**Exercise details:** In the listing beneath this line, copy exactly the lines starting with the one containing "indicate the row" and going on through the one containing "indicate the tugboat".

**Material for this exercise:**
▼
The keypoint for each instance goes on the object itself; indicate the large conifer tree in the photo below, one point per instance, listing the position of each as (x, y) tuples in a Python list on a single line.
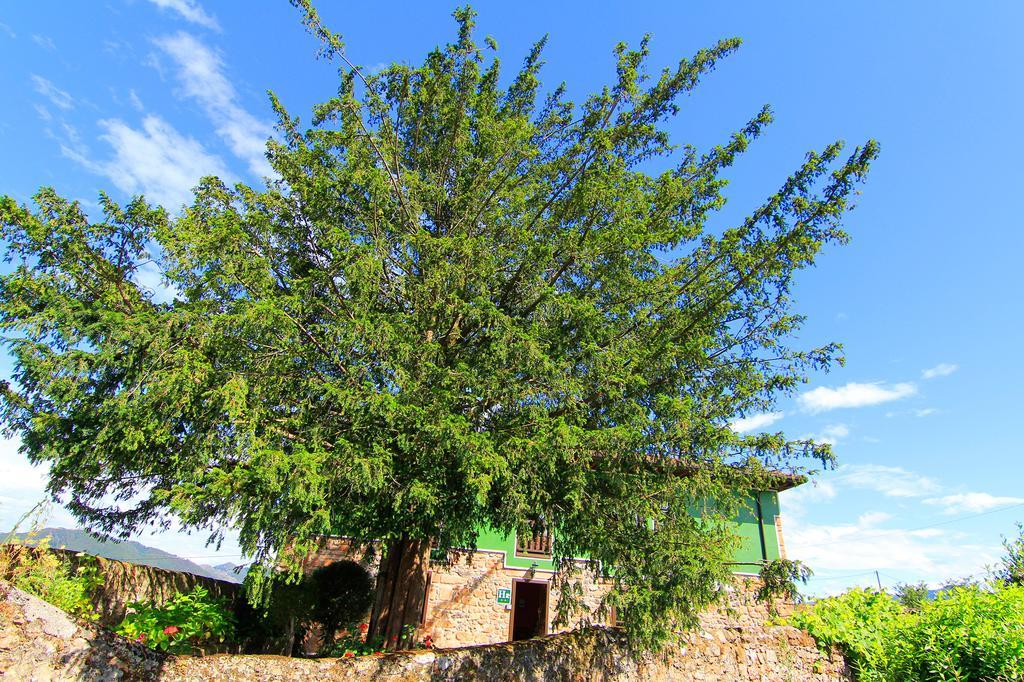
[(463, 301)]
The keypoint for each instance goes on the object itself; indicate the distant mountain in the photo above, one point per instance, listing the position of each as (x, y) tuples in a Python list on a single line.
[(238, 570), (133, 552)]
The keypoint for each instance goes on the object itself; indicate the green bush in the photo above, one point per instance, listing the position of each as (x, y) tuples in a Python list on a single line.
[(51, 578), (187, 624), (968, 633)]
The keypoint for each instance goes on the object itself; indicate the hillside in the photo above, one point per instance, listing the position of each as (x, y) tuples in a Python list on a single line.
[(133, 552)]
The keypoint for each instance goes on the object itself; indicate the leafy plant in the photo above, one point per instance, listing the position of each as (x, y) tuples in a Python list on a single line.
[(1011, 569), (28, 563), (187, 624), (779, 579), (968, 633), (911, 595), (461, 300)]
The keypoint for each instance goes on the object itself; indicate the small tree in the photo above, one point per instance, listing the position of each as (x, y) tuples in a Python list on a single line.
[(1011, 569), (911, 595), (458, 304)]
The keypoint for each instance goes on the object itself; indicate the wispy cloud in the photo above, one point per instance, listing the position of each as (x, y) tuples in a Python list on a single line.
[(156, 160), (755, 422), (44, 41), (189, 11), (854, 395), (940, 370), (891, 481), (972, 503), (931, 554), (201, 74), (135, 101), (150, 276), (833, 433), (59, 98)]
▲
▼
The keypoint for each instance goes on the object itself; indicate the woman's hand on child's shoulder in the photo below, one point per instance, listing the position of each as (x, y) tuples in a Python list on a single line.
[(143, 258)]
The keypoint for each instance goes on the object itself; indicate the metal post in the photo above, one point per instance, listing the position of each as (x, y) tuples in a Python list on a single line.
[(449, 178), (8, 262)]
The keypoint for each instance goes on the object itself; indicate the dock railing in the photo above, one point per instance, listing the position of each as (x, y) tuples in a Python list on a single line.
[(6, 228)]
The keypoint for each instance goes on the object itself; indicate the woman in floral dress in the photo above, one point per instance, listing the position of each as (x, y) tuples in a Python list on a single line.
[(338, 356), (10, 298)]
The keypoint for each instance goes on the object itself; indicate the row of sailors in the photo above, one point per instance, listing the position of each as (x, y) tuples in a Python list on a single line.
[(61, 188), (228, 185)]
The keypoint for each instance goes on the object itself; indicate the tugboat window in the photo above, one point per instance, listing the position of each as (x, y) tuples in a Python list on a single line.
▲
▼
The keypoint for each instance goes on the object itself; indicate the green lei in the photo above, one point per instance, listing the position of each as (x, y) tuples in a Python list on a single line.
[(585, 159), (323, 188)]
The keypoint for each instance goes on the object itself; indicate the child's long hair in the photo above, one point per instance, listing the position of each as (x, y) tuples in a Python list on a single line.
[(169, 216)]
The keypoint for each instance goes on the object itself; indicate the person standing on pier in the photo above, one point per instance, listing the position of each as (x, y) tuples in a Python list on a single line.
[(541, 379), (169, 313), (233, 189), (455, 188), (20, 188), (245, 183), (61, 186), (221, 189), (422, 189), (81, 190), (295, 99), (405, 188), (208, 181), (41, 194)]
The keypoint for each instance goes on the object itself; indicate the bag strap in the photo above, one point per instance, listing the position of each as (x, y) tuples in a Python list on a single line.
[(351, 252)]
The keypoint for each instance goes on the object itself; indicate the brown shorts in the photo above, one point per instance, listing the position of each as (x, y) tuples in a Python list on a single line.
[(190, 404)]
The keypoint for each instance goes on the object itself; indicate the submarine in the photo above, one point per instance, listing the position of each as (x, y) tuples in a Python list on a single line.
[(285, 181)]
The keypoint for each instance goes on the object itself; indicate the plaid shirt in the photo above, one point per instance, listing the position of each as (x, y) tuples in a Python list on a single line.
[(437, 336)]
▲
**Solution below:**
The keypoint for each instance goes on the object itself; indicate the row of sailors in the photo above, one point per instance, listing the position of each as (x, y) tuples in a Python list on a single line.
[(61, 188), (228, 185)]
The keypoint for each instance goes on the object itself; indicate the tugboat window in the photo above, one point per instance, listing the position of each as (x, y) tuples in a Python list on a single line.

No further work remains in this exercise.